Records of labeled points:
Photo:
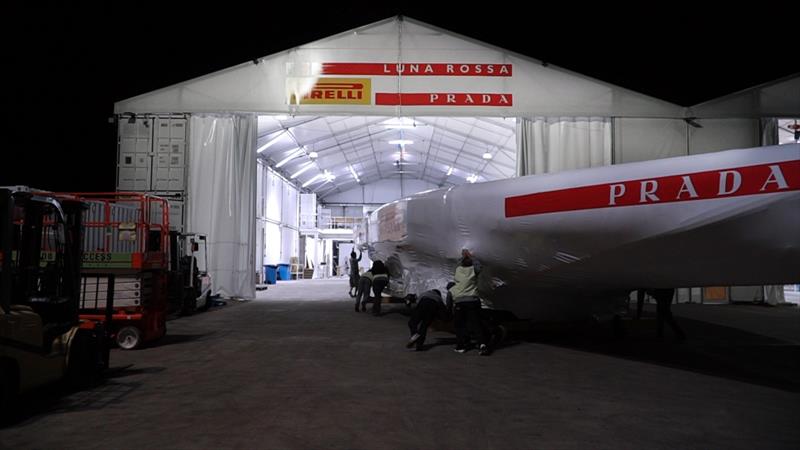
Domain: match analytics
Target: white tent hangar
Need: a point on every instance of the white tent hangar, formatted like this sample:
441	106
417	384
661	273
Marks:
384	111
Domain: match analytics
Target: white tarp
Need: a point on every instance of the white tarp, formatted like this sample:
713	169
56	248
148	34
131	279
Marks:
557	246
222	198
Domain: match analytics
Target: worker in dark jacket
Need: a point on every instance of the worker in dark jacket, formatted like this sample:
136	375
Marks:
467	305
663	299
429	306
362	293
380	279
664	312
354	276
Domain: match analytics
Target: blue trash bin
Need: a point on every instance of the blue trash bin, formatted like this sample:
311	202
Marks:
270	273
283	272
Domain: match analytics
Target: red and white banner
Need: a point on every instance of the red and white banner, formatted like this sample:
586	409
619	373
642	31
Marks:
749	180
421	69
444	99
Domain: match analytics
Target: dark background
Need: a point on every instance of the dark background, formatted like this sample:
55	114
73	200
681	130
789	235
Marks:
65	66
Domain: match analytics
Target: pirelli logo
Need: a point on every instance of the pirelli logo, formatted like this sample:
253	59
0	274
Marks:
339	91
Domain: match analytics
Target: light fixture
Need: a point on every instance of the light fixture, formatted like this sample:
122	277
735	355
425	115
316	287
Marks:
293	154
692	121
399	123
270	142
355	175
303	169
316	177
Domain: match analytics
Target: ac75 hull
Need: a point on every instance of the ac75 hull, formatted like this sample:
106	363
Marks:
560	246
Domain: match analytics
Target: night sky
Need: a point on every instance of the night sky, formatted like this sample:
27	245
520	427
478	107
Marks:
66	66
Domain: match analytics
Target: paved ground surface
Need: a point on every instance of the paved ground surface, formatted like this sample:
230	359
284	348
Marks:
297	368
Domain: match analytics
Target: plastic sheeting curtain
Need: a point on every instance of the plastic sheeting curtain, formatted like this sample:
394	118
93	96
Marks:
553	144
222	198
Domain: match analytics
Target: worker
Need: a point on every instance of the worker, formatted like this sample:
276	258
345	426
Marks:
354	276
362	293
467	305
380	279
429	307
664	312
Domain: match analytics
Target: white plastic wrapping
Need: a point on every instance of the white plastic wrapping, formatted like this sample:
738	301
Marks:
561	246
222	199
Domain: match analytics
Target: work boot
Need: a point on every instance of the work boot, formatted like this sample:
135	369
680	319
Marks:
412	340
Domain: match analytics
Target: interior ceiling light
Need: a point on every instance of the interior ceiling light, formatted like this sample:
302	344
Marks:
293	154
303	169
399	122
270	142
315	178
355	175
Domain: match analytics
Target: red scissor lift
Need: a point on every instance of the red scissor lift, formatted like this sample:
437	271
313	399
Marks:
127	234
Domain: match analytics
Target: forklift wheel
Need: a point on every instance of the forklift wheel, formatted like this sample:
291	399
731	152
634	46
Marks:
128	338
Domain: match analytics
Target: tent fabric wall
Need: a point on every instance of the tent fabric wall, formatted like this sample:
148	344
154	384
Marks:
553	144
222	197
723	134
281	218
780	98
534	88
380	192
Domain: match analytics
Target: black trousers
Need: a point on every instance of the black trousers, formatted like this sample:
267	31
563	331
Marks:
362	293
467	320
664	311
377	288
422	317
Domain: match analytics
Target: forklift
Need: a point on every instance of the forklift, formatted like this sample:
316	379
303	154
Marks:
189	287
42	337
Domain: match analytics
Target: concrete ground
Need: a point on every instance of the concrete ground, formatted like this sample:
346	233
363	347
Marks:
297	368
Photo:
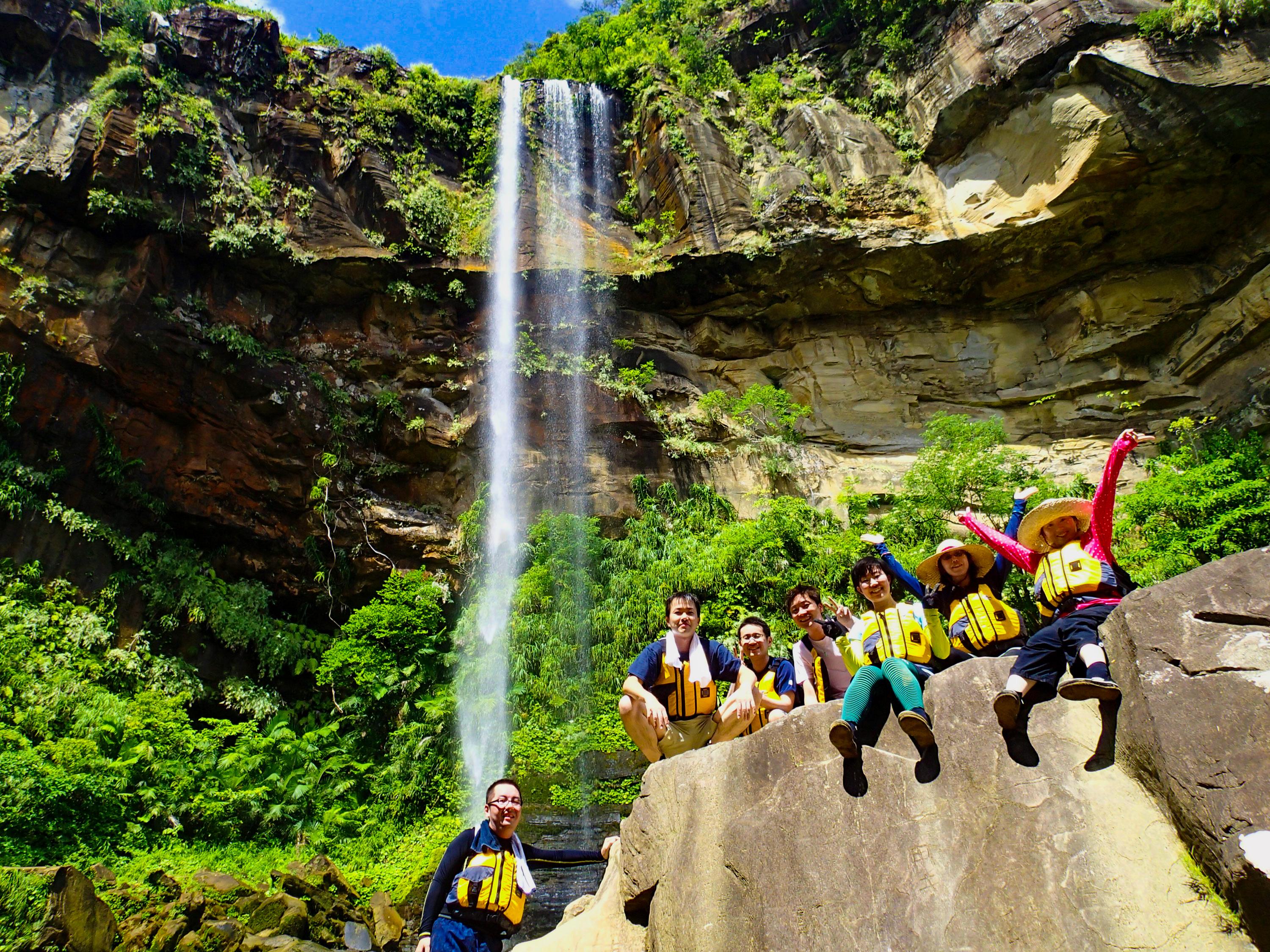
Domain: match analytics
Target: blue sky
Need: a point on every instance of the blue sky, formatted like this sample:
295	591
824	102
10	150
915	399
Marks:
459	37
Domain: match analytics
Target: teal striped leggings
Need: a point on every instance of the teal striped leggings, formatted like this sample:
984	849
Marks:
902	676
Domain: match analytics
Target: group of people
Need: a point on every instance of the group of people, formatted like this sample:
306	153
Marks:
873	664
883	659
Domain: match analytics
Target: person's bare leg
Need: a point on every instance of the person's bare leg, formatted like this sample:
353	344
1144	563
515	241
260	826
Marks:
731	724
638	726
1093	654
1020	685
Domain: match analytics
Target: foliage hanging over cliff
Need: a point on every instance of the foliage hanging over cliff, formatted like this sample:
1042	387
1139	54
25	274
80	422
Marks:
1207	499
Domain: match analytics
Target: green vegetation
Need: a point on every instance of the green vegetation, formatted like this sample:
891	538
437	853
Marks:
103	756
676	58
1206	499
407	116
1204	888
1190	19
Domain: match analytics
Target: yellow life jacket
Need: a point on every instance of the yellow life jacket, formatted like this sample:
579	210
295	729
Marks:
487	893
766	687
817	672
900	634
1070	577
686	699
980	619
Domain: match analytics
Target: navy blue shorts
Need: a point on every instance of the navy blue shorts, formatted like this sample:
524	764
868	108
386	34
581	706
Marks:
1058	645
453	936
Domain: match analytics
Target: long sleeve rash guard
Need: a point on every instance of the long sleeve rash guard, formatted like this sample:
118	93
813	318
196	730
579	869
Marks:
456	857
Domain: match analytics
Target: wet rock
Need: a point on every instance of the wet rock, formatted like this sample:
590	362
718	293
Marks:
1193	655
220	935
223	885
169	933
357	937
597	923
282	913
388	922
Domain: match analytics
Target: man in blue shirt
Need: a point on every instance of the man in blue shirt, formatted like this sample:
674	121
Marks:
670	701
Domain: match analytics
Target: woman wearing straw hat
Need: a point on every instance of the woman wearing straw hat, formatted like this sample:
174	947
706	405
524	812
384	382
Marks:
1067	545
963	582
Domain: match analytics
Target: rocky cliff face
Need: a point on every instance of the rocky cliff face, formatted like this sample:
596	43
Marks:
1081	245
766	843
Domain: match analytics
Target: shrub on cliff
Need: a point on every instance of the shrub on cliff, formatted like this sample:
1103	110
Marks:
1206	499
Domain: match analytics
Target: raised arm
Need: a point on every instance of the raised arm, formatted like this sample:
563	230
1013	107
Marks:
1020	555
940	644
1104	499
906	577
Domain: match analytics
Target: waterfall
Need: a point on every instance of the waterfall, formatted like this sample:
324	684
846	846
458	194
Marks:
483	678
573	181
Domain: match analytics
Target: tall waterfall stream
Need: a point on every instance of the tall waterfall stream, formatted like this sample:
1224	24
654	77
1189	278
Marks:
572	188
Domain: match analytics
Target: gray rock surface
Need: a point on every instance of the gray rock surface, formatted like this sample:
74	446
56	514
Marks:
756	845
1193	655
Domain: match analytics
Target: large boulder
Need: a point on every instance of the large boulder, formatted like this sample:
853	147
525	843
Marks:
1194	658
52	907
211	40
757	845
602	926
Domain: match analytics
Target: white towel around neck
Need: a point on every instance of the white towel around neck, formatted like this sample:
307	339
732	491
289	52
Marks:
699	668
524	878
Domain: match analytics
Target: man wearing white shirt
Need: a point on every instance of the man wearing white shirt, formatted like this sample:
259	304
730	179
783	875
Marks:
818	666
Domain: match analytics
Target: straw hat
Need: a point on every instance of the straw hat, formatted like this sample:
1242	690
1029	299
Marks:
981	556
1046	513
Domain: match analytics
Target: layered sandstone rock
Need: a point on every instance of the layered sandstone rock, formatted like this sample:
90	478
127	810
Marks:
1084	245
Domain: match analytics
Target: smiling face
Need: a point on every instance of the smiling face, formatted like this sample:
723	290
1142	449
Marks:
804	610
957	565
503	810
1061	531
682	619
755	644
874	584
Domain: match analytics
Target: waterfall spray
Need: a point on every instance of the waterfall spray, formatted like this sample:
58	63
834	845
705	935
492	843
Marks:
483	680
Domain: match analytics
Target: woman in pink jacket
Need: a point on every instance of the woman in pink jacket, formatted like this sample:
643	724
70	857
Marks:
1067	545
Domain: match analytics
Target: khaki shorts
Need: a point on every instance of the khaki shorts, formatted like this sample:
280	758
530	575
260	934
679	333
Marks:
687	735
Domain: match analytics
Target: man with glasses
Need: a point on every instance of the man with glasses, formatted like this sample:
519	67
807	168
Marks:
477	898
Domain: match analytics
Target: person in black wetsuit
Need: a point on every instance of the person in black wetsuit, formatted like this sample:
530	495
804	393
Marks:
478	894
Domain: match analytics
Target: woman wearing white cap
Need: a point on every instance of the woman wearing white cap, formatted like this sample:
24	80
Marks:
1067	545
963	583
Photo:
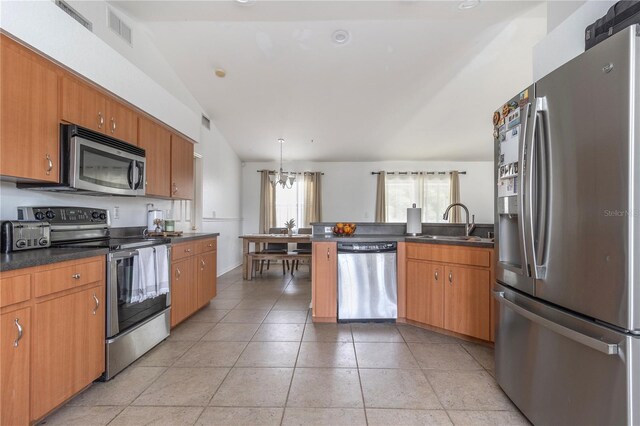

**WORK TO COMPLETE**:
Find every line in the entries above that contains the word "neck", and copy each of those lines.

**ANSWER BELOW**:
Target: white towel around neck
Need: a point on every instance of the white towel around neck, formatted like this sample:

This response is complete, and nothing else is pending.